■ **FRAGMENT STRONY**:

^^^^^^^^

7 kwietnia 2011 13:05

Zwyciężyć… znaczy przeżyć. Broad Peak po raz pierwszy w zimie

Przy okazji tegorocznej polskiej próby zdobycia zimą Broad Peaka, tekstem Alka Lwowa przypominamy, historię zimowej wspinaczki na Broad Peak na początku marca 1988 roku. Partnerem Alka był wtedy Maciej Berbeka. Alek wycofał się przed przełęczą Broad Col (7850 m), natomiast Berbeka dotarł na przedwierzchołek, tzw. Rocky Summit (8035 m) i wrócił do namiotu szturmowego mocno wyczerpany po biwaku w wichurze i całodniowym zejściu. Czekał tam na niego Lwow, a z dołu wyruszył zespół ratowniczy w składzie: Mirosław Dąsal, Mirosław Gardzielewski i Krzysztof Wielicki, który pomógł im w dotarciu do bazy.

Alek LwowTekst ten napisałem 23 lata temu! Wierzyć mi się nie chce, że to jednak prawda: 23 lata – szmat czasu, albo całe życie całkiem już doświadczonego młodego wspinacza.

Poniższy opis naszej próby zimowego wejścia na Broad Peak nie jest pełny. Brak w nim najważniejszego fragmentu – schodzenia. I komentarza. Więcej o całym tym zdarzeniu napisałem w mojej książce „Zwyciężyć znaczy przeżyć”. Tu nie chcę się powtarzać, wystarczy że powiem tak: było to jedno z najcięższych moich górskich przeżyć. W pewnej chwili byłem nawet prawie pewien, że zginę.

^^^^^^^^

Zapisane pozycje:
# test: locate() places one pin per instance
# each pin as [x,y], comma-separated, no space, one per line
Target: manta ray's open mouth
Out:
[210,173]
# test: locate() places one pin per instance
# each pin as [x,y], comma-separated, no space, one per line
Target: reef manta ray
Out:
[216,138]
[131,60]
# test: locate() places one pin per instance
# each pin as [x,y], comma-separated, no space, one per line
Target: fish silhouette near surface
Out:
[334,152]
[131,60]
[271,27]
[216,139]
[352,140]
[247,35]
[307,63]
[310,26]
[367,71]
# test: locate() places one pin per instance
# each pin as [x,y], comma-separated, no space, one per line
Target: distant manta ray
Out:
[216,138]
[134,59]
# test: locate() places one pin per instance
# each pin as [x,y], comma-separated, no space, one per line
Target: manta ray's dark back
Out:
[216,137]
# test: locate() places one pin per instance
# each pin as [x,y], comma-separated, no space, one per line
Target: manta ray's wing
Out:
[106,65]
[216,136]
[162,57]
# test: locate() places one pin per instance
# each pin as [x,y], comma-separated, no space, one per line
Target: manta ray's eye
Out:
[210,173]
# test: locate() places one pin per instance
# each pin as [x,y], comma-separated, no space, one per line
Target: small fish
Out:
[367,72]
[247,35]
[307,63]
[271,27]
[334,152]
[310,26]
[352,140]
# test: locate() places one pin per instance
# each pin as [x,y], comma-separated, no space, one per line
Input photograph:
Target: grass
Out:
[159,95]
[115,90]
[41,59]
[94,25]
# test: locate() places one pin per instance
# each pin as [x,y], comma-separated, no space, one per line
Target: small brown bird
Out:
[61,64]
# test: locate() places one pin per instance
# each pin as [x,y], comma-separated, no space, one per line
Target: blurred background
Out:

^^^^^^^^

■ **CEL ZADANIA**: Określ, czy stwierdzenia (a), (b) i (c) są zgodne z tekstem o zimowej próbie wejścia na Broad Peak. Przy każdym odpowiedz „tak” lub „nie” i przytocz rozstrzygające słowa tekstu bez żadnych zmian. (a) Maciej Berbeka dotarł na Rocky Summit. (b) Alek Lwow wycofał się dopiero po przejściu przełęczy Broad Col. (c) Opis próby zawiera fragment o schodzeniu.

■ **ODPOWIEDŹ**:
(a) Tak: „Berbeka dotarł na przedwierzchołek, tzw. Rocky Summit (8035 m)”.
(b) Nie: „Alek wycofał się przed przełęczą Broad Col (7850 m)”.
(c) Nie: „Brak w nim najważniejszego fragmentu – schodzenia.”